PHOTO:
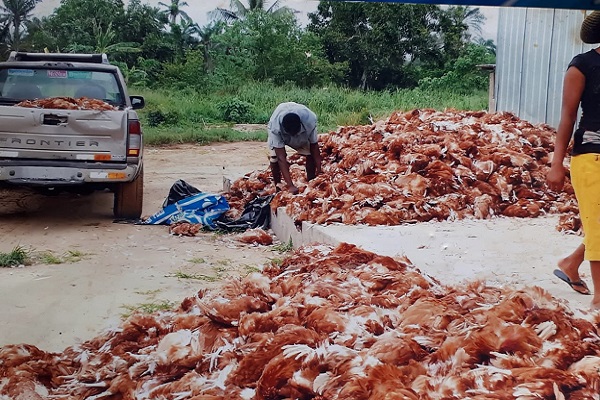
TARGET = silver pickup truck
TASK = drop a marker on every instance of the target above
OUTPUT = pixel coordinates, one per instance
(68, 123)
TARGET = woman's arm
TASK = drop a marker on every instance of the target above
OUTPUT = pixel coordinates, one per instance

■ Exercise objective: Print out each record exactly as shown, but keep the pictures out.

■ Output:
PHOTO:
TARGET = silver pickup truck
TASK = drop a marker on every instance of the target above
OUTPUT = pixel coordinates, one per instance
(68, 123)
TARGET = woman's arm
TASK = drop a marker on every instance of the target above
OUTPUT = pixel coordinates, one per instance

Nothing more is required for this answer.